* **PASSAGE TO READ**:
== == ==
# Illegal Bait Pile Confrontation



## Guest (Sep 26, 2005)

So yesterday before the rains came I went out to do a bit of last minute scouting with the intent of putting up the last two treestands that I have in my garage. 

I saw lots of sign and three bedded bucks. Great morning, until....

I came across an illegal baitpile of a substantial (>two gallons!) of corn and carrots. Right out in the open in an area that ANYBODY could see. Blatant. It was obvious that this dude was set up to use a climbing stand. 

Then I hear an elephant coming down the trail. It's Mr. Baitpile Owner, with MORE bait. I wasn't about to run out of there, but I wasn't gonna talk to this Bubba either. I turned and starting walking the other way, and that's when it started. 

"Who are you?!!? You can't be back here!!!" Wrong...

Then he drops his bait and starts jogging towards me, yelling and becoming more and more beligerant. I felt like this could go sideways at any moment. 

He gets to within about 7-10 yards of me before I had my cell phone in my hand. It was right about that same time he saw my "leetle fren" on my right hip. GLOCK. 

I never said a word to him. Other than dial the phone and turn to leave, I did nothing. He changed his tune pretty quick, calling out to me as I walked away, "It's OK man, it's cool...there's lots of deer...you can hunt here too." 

So as I'm walking out, making sure I'm not being followed, it occurred to me...the RAP line is probably pretty useless in a situation like this. It would be next to impossible to describe the location of the pile, much identify who it belongs to. The sick part is this feed sitter had set up on the does and dinks not 75 yards from some serious scrape action that I KNOW he hasn't seen. 

What would you have done, what could I have done differently?
== == ==
* **DIRECTIVES**:
1. According to the bait pile post, what was the illegal bait pile made of?
2. List every count or measurement that the bait pile post gives, stating what each one describes.
3. Pick up the bait pile post after its closing question and continue it in the same voice.

* **STORED DATA**:
== == ==
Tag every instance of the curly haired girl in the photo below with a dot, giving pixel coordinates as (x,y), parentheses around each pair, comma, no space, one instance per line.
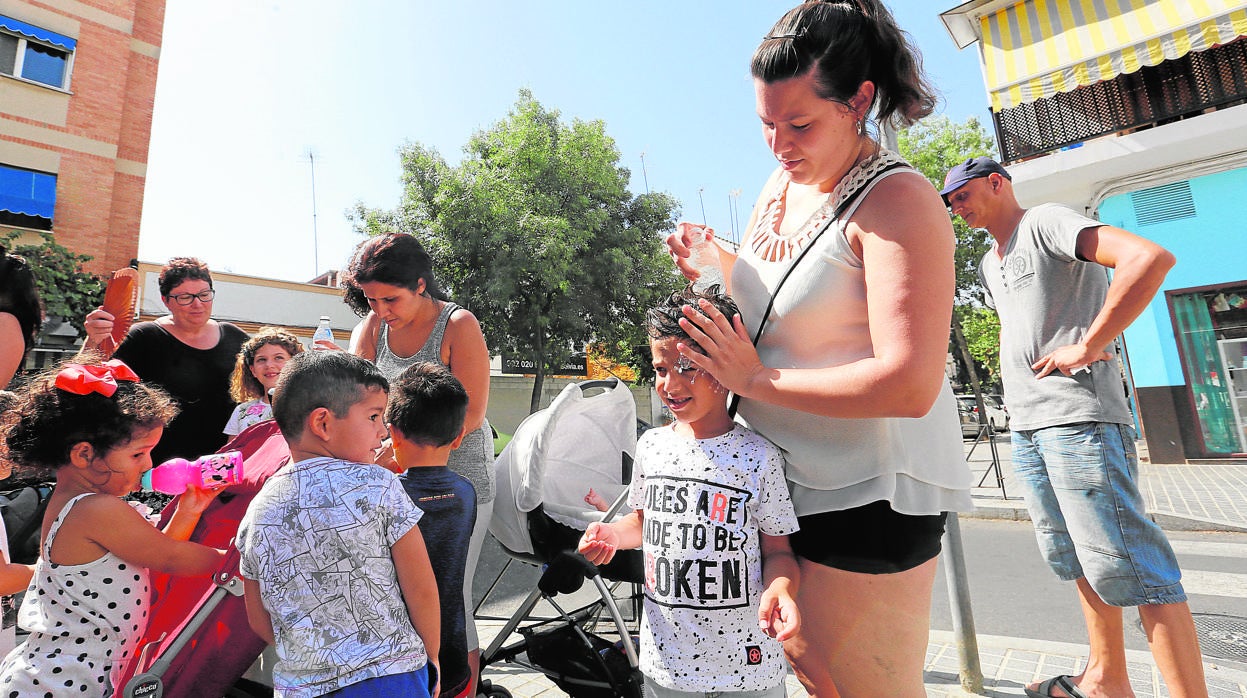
(259,363)
(92,426)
== == ==
* **TASK-BY-TASK RESULTS**:
1. Corn and carrots, more than two gallons of it.

2.
- Two: the treestands left in the writer's garage
- Three: the bedded bucks the writer saw
- More than two gallons: the corn and carrots in the bait pile
- 7–10 yards: how close the bait pile owner came before the writer had a phone in hand
- Not 75 yards: the distance between the baiter's setup and the scrape action

3.
I'm seriously considering taking up golf. Some dude wants to fight over a pile of feed, unbelievable...as each year passes, I continually find more reasons why hunting just isn't worth the time, expense, or aggravation...at least in Michigan.


----------



## shadow7663 (Feb 24, 2004)

You actions were simply perfect. Outstanding. It takes a better person to just walk away like you did. You can try the rap line but like you I suspect there are full this time of year anyway. If its not to risky you can always go to the area and get a gps reading and call that info in, not really worth it though if you ask me! GOOD LUCK!


----------



## boehr (Jan 31, 2000)

Call, have the officer contact you and take the officer out there with you. That is what I would do but, you have to be guided by your own thoughts and conscience


----------



## mich buckmaster (Nov 20, 2001)

boehr said:


> Call, have the officer contact you and take the officer out there with you. That is what I would do but, you have to be guided by your own thoughts and conscience


Everyone thinks nothing will happen!!!!!!

CALL THE RAP LINE AND GIVE THEM A CHANCE TO GET THESE POACHERS!!!!!


----------



## Huntinman225 (Sep 24, 2005)

Get the number to local DNR and take them to the pile if they are willing to go. If someone in the area I hunt is baiting before season and with more than what they are supposed to I would call.

Oviosly this is either a desperate, new, or ignorant hunter and needs to be tought a lesson. 

And why did you have a Glock on your side????


----------



## answerguy8 (Oct 15, 2001)

Huntinman225 said:


> And why did you have a Glock on your side????


Why not?


----------



## deputy (Feb 2, 2002)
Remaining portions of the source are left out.